* Work instructions: Only the lines from the one containing "Please point out the shrub" through the end of the data below should be copied, each exactly as written and with both ends kept.

--- BEGIN Dataset entries ---

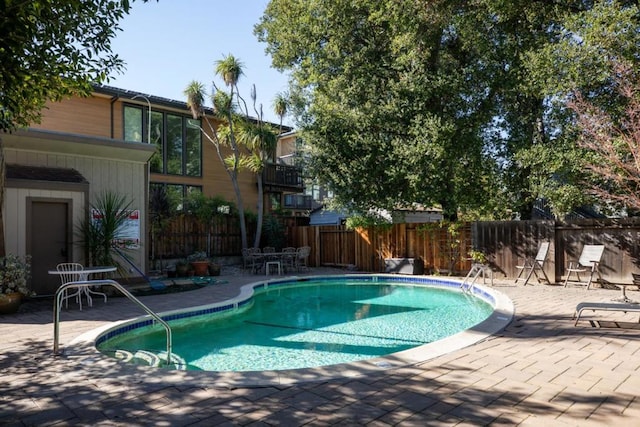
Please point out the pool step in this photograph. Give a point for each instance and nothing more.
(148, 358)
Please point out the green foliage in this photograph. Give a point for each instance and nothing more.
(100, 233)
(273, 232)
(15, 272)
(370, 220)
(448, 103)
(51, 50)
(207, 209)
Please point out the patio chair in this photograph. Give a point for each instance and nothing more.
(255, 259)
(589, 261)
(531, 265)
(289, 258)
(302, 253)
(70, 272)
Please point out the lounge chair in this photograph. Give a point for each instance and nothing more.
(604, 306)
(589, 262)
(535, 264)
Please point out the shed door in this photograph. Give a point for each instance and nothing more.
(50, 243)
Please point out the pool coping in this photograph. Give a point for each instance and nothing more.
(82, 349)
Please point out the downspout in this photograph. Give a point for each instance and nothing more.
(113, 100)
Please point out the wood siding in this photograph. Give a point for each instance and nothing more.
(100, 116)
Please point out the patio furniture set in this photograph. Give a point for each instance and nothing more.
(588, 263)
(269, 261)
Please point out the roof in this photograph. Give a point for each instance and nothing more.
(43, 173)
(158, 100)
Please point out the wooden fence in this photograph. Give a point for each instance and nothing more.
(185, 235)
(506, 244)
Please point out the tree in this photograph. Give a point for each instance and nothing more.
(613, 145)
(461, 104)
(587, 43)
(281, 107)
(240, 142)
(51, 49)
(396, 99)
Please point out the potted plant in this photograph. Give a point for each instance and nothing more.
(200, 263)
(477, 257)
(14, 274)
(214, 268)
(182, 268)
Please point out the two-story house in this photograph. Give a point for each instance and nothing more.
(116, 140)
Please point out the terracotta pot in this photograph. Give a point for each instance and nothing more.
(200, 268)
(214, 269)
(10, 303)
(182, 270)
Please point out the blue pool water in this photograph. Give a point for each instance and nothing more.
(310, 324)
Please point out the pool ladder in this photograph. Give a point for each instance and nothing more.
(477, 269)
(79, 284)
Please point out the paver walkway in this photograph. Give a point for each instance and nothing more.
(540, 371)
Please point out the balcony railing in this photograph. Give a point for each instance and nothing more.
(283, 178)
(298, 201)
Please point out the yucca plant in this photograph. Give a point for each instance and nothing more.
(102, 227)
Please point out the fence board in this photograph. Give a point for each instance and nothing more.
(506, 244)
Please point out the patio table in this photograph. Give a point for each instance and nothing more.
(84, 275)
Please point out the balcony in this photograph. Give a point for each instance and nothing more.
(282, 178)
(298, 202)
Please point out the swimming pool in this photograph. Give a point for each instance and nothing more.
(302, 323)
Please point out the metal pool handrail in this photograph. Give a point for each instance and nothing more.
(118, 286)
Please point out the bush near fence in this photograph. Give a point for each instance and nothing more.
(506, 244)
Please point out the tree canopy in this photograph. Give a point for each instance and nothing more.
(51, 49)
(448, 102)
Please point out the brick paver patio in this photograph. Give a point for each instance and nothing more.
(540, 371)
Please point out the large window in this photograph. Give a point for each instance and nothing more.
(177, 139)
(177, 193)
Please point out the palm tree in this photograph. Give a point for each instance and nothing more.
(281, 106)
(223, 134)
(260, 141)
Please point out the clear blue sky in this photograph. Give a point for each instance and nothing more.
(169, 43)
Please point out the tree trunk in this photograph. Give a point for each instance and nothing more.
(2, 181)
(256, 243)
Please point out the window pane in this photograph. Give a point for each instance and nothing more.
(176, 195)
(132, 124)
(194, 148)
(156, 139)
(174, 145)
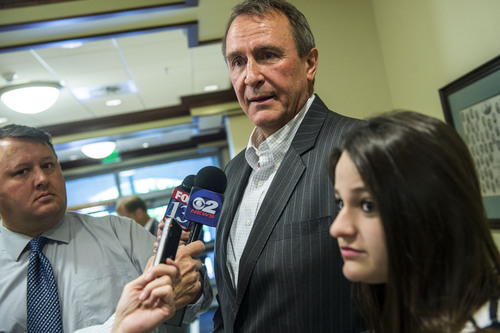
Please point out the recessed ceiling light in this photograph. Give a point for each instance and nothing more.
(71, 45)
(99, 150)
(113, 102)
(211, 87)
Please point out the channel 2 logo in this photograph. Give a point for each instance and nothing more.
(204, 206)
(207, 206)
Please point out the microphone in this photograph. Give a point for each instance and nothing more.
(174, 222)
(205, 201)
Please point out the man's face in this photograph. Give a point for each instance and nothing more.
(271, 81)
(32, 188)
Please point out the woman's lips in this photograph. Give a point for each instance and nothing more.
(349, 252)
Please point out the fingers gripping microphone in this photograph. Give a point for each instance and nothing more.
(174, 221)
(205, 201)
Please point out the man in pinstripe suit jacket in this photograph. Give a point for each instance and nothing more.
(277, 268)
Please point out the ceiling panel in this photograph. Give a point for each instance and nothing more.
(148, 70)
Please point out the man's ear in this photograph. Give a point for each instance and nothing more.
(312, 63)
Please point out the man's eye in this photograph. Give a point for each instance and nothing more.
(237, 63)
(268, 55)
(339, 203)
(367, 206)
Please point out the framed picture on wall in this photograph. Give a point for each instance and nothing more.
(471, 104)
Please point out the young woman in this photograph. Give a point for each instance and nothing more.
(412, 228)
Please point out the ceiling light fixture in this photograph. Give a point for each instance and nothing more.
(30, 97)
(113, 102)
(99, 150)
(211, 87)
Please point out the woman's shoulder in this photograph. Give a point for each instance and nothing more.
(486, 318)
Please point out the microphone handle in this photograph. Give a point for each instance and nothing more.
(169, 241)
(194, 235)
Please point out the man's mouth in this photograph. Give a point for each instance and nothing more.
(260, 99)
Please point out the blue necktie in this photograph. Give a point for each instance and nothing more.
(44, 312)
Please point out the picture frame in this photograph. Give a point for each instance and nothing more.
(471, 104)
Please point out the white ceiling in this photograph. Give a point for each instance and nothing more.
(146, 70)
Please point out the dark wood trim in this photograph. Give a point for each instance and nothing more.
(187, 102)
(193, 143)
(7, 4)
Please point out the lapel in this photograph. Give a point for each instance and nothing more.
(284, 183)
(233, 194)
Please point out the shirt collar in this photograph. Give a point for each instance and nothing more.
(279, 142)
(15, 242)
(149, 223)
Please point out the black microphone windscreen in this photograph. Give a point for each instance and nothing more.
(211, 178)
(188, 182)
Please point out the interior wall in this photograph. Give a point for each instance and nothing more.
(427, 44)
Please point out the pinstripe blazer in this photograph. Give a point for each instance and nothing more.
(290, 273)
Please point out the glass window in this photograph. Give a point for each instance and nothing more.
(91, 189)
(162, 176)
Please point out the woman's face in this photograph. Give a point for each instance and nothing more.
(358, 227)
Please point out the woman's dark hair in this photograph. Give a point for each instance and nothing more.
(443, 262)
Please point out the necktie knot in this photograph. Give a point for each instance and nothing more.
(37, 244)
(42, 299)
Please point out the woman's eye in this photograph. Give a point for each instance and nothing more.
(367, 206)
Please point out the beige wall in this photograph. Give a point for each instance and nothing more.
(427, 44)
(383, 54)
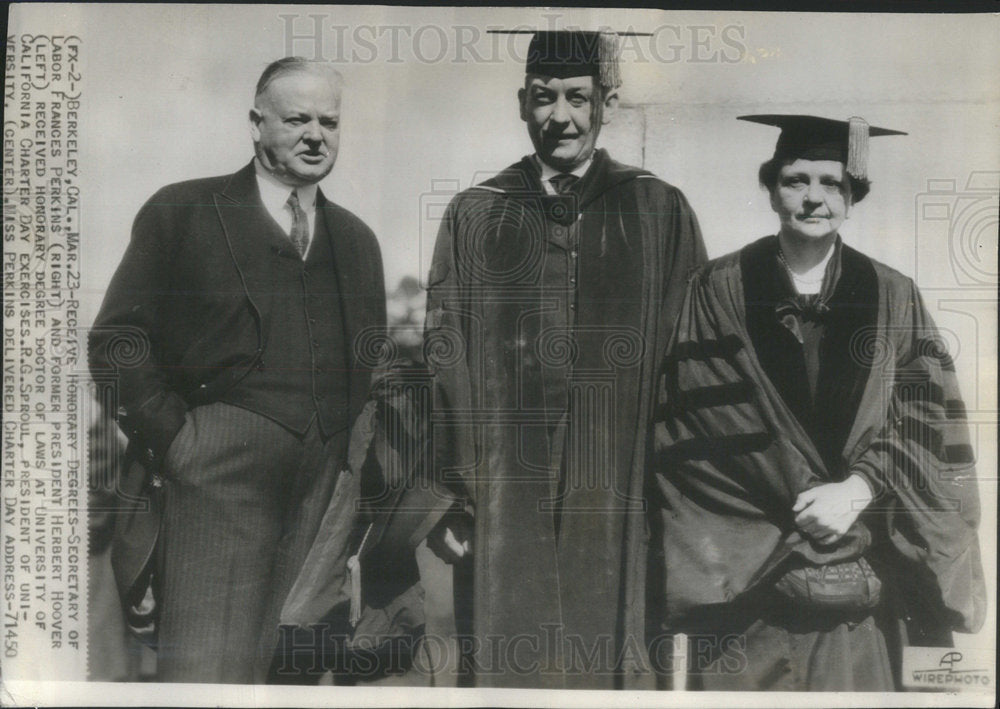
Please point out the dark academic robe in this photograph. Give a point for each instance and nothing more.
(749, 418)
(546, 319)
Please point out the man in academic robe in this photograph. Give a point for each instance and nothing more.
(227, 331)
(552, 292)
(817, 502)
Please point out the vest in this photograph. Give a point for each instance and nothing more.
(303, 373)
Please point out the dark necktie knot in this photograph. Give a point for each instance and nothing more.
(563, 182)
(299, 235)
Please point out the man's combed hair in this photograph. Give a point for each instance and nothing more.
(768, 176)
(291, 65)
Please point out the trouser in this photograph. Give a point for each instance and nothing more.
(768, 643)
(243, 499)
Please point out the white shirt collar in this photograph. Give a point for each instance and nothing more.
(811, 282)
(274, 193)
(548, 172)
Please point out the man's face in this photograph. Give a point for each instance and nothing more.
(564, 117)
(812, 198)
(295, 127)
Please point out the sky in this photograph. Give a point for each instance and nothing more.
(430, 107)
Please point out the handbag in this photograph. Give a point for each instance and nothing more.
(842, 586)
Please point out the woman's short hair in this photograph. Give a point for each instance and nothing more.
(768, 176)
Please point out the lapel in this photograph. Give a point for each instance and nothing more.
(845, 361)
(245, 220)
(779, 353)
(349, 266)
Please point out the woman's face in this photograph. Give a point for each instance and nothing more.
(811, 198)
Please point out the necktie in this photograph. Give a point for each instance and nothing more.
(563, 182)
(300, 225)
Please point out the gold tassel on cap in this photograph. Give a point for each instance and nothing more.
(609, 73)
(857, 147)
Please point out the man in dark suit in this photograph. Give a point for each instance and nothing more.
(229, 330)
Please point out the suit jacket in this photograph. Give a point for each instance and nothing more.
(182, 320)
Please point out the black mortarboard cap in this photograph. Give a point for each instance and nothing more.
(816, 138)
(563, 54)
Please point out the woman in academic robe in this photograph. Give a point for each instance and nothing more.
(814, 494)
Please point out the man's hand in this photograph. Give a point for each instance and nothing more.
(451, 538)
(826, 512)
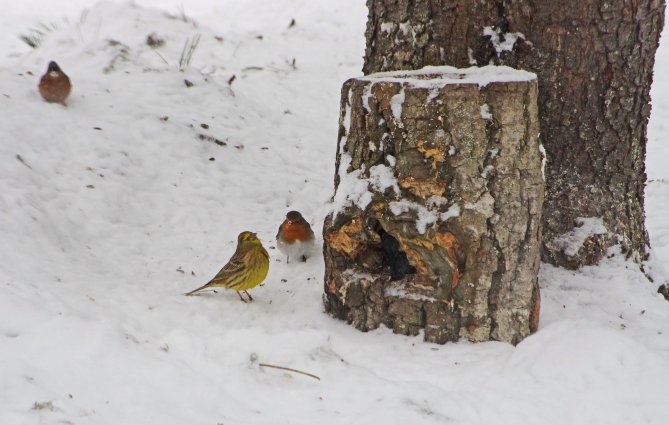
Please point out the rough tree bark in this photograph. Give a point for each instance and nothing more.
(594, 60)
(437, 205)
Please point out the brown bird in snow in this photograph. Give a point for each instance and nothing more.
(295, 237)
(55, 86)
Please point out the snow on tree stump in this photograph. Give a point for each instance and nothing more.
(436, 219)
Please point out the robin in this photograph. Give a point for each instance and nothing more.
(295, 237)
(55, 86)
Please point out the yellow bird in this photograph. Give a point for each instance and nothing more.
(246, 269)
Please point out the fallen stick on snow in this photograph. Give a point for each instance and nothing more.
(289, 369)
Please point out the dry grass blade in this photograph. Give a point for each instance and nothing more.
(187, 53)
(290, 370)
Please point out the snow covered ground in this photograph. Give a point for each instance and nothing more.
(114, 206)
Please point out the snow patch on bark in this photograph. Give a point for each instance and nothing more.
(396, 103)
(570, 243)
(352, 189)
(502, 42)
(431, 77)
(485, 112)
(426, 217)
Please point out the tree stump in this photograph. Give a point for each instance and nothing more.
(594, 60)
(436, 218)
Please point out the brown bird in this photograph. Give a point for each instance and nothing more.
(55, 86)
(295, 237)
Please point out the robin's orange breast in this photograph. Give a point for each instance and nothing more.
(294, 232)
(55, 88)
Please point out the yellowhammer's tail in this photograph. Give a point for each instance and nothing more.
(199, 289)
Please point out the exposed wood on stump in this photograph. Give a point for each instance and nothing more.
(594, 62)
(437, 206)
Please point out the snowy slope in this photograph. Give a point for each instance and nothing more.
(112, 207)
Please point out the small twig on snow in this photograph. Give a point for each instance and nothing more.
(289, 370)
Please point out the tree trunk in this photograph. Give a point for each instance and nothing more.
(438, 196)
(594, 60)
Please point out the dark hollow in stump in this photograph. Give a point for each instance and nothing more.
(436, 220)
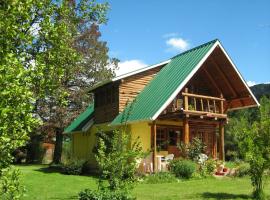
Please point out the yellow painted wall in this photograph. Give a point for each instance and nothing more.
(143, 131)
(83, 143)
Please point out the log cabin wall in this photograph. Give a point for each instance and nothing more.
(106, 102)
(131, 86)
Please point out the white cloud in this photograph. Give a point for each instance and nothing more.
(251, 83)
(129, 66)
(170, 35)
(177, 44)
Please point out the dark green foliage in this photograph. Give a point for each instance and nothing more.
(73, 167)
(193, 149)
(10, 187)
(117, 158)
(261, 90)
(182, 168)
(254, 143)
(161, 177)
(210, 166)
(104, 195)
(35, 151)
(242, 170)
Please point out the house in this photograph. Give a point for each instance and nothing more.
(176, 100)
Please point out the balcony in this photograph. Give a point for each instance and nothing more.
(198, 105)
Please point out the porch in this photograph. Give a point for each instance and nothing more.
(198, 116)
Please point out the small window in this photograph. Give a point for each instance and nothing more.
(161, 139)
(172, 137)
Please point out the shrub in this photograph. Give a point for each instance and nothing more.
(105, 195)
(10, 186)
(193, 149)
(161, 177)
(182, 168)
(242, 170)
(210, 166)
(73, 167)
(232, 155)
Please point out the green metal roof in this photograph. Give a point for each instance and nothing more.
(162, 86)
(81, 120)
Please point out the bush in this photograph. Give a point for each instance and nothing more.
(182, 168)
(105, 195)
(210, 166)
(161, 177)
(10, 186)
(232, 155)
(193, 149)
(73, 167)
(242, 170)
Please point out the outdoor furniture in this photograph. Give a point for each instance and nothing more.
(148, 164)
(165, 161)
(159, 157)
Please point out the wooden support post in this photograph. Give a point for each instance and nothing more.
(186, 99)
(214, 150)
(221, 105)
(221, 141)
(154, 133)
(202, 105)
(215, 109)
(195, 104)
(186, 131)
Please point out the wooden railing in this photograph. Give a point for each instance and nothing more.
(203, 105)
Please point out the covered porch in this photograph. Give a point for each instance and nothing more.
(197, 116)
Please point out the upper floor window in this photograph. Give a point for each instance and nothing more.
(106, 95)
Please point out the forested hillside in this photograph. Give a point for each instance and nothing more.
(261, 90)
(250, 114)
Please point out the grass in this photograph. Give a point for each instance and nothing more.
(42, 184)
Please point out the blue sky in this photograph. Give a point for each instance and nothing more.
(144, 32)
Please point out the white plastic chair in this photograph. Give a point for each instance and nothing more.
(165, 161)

--- END Dataset entries ---

* Result for this exercise:
Please point out the shrub in this photograph. Give a point for each instance and nothing more.
(105, 195)
(10, 186)
(193, 149)
(161, 177)
(182, 168)
(242, 170)
(210, 166)
(73, 167)
(232, 155)
Please point out the green metal roof in this photograph. Give a point for each instance and nothing more.
(162, 86)
(81, 120)
Please point out the bush in this photograph. Give a point for each instance and nothing more.
(182, 168)
(105, 195)
(210, 166)
(161, 177)
(10, 186)
(232, 155)
(193, 149)
(73, 167)
(242, 170)
Please point out the outdoor furniture in this photograph. Give a point for each instance and nothing more.
(148, 164)
(165, 161)
(159, 157)
Please point out the wooden support post in this photograph. Give a point for each instance and nothing more.
(186, 99)
(214, 150)
(221, 105)
(221, 141)
(154, 133)
(202, 105)
(215, 109)
(195, 104)
(186, 131)
Please point out the wooden railing in this photograph. Give a point for each instance and nothing more.
(203, 105)
Please point out the covered porch in this photograph. Give a point for each instance and nothing more.
(197, 116)
Please point out the upper floor window in this photograph. Give a point for each instance and nothing more.
(106, 95)
Please point out the forested hillside in this photograph. Give a point for each instance and nothing more.
(261, 90)
(250, 114)
Please point out the grass in this photograph. Give a point for each instance and nothing more.
(42, 184)
Please point out the blue sky in this photograph. Give a point for each instance and nothing more.
(144, 32)
Please point out the white plastic chair in this photograph. Give a point for each instance and nothing more.
(165, 161)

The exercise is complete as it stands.